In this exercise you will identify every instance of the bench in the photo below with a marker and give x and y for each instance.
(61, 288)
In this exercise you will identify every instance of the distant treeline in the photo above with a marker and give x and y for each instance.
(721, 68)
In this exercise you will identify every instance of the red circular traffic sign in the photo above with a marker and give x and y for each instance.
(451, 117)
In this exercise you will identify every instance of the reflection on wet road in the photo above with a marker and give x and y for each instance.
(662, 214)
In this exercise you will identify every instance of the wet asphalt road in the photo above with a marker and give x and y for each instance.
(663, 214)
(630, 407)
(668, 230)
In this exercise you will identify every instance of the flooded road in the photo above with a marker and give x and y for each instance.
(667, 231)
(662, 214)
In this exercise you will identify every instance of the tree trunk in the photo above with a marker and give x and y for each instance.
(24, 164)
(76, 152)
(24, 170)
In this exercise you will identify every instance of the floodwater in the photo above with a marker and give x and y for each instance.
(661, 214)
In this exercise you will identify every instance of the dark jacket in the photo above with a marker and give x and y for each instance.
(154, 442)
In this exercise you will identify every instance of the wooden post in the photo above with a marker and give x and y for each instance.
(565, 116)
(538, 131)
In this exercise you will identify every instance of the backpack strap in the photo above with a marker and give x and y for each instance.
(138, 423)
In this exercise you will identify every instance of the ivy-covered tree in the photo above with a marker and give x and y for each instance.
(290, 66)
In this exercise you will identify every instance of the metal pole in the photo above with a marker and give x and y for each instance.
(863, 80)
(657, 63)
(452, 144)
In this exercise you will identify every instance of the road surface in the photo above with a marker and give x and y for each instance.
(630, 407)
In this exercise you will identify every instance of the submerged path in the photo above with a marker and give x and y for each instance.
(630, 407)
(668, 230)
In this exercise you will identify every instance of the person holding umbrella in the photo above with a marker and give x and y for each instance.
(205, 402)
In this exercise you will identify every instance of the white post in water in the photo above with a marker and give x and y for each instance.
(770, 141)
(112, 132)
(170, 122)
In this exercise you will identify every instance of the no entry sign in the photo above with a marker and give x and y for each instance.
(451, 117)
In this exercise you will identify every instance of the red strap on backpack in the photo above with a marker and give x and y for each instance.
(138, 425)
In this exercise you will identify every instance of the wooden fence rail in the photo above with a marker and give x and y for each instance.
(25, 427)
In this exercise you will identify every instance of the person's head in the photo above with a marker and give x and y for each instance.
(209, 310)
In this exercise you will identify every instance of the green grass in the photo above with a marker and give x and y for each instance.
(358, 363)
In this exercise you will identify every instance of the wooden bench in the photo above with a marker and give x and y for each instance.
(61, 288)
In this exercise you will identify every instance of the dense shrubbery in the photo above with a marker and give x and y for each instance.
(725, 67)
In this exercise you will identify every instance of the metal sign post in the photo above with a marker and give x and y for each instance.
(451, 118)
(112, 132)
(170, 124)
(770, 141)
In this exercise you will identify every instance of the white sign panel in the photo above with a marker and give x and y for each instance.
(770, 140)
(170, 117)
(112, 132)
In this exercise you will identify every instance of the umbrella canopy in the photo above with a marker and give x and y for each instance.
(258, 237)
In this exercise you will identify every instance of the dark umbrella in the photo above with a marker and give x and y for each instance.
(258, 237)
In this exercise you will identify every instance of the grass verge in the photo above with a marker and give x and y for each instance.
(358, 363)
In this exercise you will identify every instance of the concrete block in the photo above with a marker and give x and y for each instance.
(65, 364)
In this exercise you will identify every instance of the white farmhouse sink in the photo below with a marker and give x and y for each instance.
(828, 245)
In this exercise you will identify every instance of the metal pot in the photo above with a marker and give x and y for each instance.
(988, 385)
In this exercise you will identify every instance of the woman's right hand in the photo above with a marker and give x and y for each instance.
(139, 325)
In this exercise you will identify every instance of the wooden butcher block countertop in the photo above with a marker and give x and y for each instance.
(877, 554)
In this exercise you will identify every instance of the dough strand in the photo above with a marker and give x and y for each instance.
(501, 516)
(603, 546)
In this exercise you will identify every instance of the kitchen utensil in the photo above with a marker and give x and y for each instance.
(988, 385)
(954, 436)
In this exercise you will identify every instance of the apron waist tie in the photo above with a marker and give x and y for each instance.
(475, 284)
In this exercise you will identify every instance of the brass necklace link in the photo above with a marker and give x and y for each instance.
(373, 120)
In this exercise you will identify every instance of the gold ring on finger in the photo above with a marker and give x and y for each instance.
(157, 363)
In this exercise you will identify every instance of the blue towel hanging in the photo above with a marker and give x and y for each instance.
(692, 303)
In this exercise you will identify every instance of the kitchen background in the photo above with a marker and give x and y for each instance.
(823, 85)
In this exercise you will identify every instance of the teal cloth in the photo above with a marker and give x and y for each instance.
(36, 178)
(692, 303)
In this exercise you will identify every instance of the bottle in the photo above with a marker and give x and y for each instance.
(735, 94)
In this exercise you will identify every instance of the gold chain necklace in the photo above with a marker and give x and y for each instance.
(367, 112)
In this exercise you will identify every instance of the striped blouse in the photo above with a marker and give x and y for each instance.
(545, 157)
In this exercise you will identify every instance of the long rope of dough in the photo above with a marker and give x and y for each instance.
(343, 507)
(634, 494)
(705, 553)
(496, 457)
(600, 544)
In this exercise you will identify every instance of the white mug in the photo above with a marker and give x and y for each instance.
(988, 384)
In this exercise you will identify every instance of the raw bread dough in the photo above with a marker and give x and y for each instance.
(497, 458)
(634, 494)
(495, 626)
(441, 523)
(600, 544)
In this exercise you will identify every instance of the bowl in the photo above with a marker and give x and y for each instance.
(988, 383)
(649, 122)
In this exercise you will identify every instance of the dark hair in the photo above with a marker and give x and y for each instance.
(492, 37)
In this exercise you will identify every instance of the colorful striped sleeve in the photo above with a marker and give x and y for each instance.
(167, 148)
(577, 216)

__Work instructions__
Starting at the line that contains "In this exercise you will identify every instance of the raw", retype each line through the end of the listing above and nothing else.

__Final result__
In this exercise you will identify every instance of the raw bread dough in the photo above with a marker and give x and y for each instance.
(497, 458)
(634, 494)
(495, 626)
(441, 523)
(600, 544)
In this exercise you will identify every instance of the bowl in the photo above with a marker and give x and y for each instance.
(988, 383)
(649, 122)
In this exercise you will identify every instance of the dark hair in the photo above with a marker and give x and y for each instance.
(492, 37)
In this exercise you will identify every instance of the colorful striped sleeve in the photo above with a marker and give x and y for each instance.
(167, 148)
(577, 216)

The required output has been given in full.